* WHAT THE TASK REQUIRES: Can you edit the material from its first line through the line containing "871L694 989L702 1003L734" by changing "rough mask" to "coarse mask" and leaving everything else unchanged?

* DATA EXTRACT:

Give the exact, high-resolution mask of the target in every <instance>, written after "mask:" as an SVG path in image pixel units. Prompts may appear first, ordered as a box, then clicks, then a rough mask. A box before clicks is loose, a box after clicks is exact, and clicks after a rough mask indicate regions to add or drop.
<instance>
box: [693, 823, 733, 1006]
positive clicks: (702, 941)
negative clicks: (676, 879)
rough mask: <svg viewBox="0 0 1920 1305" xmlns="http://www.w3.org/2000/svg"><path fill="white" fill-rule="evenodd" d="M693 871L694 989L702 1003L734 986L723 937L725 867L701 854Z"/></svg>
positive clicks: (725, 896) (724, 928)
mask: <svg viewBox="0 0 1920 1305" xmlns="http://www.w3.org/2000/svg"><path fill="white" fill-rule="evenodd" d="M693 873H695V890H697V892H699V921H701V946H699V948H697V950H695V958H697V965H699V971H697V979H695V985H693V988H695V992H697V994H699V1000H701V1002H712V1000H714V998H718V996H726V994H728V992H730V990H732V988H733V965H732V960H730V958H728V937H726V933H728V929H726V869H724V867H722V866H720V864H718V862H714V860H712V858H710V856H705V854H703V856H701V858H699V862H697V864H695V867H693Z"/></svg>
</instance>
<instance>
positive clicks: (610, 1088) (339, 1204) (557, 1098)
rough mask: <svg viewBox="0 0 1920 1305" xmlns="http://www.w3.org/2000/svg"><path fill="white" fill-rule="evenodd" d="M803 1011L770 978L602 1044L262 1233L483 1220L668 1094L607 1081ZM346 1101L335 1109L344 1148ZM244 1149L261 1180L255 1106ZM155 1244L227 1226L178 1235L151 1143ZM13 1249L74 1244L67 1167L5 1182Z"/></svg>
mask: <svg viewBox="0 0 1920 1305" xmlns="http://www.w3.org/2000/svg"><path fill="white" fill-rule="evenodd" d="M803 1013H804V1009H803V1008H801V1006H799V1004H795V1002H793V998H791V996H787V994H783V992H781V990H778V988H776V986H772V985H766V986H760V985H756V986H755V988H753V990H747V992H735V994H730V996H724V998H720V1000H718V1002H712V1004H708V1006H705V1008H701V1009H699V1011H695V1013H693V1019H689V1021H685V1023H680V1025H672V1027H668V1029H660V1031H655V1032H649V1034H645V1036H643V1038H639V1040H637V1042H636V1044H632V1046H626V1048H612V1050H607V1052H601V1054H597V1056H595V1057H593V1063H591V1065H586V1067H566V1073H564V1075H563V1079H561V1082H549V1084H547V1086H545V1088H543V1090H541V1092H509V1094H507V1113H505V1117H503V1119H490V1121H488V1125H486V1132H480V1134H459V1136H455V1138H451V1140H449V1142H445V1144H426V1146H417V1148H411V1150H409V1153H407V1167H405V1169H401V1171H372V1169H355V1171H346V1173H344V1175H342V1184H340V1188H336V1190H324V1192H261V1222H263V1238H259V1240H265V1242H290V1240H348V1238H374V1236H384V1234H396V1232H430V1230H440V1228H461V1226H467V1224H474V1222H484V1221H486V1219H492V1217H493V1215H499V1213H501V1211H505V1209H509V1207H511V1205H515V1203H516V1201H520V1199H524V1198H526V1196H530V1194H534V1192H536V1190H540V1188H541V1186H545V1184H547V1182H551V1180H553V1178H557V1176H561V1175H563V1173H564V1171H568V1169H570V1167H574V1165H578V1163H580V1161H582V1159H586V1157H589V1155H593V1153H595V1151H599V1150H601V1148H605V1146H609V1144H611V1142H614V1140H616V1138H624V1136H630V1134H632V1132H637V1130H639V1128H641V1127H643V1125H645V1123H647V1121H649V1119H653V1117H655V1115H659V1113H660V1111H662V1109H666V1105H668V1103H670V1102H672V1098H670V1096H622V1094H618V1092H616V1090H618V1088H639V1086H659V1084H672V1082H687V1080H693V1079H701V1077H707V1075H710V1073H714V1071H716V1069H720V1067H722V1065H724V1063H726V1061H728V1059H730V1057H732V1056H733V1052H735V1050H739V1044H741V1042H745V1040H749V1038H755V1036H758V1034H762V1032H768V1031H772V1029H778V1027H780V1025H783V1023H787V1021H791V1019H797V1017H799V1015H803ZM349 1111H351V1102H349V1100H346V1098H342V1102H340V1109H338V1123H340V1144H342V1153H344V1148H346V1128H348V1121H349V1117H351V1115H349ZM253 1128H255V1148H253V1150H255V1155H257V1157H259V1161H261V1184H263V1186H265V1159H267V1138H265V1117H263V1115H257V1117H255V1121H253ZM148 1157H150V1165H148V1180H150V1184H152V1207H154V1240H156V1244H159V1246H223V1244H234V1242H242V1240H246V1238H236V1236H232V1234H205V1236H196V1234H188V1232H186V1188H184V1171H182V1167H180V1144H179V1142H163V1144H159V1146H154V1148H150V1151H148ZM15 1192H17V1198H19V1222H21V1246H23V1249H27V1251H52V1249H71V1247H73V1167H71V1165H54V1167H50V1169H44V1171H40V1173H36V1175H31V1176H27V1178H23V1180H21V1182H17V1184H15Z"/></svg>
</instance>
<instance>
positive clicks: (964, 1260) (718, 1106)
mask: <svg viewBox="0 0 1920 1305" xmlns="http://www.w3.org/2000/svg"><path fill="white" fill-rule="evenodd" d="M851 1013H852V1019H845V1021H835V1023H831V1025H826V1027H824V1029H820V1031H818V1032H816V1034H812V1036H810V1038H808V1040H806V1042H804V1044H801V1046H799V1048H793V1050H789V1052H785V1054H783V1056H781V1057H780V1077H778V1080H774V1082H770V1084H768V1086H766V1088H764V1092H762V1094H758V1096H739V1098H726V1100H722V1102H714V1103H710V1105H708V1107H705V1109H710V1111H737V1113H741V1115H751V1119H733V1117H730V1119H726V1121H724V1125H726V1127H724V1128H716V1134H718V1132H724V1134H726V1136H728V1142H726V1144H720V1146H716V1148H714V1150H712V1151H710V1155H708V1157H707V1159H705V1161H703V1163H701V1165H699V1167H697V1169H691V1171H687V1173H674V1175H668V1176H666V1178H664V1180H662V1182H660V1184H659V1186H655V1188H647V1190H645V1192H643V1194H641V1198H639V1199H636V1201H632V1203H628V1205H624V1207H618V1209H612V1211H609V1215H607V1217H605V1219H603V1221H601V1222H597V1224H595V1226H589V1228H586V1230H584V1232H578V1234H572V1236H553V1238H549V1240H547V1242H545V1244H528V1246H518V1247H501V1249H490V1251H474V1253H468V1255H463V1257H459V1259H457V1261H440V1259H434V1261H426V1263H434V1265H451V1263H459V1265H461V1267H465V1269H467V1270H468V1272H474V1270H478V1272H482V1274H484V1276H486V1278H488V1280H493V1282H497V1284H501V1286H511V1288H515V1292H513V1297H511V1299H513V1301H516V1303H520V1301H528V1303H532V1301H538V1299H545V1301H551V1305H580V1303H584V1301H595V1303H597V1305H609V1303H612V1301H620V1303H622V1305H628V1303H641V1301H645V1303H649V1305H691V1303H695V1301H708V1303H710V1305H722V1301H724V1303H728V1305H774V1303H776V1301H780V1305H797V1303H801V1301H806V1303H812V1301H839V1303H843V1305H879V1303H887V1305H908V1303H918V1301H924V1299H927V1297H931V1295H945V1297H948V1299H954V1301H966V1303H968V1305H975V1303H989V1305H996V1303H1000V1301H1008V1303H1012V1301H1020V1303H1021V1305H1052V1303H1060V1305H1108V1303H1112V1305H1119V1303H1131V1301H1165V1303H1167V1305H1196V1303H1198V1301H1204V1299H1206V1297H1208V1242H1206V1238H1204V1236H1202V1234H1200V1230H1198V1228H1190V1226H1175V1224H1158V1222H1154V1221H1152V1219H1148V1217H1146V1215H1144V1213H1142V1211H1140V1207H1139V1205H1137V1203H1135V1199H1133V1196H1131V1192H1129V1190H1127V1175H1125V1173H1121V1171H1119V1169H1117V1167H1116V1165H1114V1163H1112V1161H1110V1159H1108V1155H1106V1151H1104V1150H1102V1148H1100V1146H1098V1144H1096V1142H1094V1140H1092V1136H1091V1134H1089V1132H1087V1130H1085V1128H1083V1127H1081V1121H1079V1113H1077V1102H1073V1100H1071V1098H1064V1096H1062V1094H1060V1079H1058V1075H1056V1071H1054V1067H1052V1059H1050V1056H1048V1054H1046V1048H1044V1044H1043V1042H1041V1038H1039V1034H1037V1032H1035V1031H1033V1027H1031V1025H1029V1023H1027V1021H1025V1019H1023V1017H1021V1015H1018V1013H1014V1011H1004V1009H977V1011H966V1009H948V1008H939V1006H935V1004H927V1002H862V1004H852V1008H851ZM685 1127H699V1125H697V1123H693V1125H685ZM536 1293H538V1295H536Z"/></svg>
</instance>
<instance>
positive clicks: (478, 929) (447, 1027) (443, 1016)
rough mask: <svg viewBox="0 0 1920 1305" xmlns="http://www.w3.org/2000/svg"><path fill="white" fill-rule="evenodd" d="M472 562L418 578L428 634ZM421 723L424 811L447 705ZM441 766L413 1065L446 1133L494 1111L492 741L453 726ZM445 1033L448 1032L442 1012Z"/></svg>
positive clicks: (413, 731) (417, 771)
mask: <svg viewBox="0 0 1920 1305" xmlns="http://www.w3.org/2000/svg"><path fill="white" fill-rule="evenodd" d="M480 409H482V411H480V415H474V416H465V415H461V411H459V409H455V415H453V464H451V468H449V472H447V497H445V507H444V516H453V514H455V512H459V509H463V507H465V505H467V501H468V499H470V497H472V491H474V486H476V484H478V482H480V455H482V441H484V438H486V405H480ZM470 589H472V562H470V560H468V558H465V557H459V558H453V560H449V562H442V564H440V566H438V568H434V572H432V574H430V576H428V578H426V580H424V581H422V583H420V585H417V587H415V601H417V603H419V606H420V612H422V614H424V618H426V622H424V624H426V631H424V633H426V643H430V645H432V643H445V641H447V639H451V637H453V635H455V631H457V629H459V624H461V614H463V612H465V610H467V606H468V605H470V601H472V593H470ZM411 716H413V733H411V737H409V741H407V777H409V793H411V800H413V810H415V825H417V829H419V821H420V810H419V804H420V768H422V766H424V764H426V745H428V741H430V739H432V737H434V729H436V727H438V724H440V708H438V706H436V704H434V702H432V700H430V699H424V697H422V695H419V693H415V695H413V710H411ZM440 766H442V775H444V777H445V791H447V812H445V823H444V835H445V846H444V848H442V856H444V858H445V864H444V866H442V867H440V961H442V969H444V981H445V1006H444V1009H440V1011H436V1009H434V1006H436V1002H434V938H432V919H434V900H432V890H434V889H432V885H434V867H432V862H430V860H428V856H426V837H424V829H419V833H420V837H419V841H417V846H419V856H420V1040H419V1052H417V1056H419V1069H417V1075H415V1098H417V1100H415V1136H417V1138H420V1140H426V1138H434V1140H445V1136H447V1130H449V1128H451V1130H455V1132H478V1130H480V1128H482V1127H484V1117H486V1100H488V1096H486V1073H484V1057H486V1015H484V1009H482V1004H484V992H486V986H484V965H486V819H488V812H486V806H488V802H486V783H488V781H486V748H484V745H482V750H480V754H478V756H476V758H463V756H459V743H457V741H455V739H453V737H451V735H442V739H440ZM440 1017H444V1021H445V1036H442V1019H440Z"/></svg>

* WRITTEN REPLY:
Give the exact, high-resolution mask of the target in every <instance>, written after "mask:" as an SVG path in image pixel units. Prompts may appear first, ordered as a box, then clicks, then a coarse mask. A box before clicks is loose, a box after clicks is exact, and clicks after a coarse mask indicate regions to add or drop.
<instance>
box: [693, 823, 733, 1006]
positive clicks: (702, 941)
negative clicks: (676, 879)
coarse mask: <svg viewBox="0 0 1920 1305" xmlns="http://www.w3.org/2000/svg"><path fill="white" fill-rule="evenodd" d="M693 871L694 989L702 1003L734 986L723 937L725 867L701 854Z"/></svg>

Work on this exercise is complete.